(Referring expression pointing data)

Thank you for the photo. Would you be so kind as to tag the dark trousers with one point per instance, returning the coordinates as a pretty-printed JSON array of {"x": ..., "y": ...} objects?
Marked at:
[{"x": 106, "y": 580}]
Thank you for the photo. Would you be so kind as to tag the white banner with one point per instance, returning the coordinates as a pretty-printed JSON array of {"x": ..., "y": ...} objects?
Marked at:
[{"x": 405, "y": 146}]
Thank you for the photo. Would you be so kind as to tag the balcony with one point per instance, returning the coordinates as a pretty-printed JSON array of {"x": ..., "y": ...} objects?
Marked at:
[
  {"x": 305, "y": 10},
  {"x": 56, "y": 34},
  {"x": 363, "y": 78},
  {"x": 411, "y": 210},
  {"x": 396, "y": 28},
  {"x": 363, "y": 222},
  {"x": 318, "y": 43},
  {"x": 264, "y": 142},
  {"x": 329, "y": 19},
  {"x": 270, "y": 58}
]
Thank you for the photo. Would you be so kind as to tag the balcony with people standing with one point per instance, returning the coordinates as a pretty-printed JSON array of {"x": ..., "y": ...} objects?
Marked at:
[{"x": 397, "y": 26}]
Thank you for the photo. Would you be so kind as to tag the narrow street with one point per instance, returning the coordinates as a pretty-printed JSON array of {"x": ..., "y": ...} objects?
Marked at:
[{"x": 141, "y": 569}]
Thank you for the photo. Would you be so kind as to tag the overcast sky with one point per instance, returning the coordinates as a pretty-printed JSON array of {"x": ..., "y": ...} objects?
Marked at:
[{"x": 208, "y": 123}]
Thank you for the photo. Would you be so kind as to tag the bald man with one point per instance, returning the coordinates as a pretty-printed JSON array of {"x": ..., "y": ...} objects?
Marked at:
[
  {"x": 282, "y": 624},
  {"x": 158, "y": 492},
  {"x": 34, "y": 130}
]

-- Requirement --
Your answer should be the lines from the one containing "tag the bald" through the end of the records, both included, output exactly and with nothing added.

-- Answer space --
Thank you for the photo. Would you be so kind as to tag the bald man with one point per instance, returning the coordinates as a pretty-printed JSON array of {"x": ..., "y": ...} objects?
Marked at:
[
  {"x": 282, "y": 624},
  {"x": 158, "y": 492},
  {"x": 34, "y": 130}
]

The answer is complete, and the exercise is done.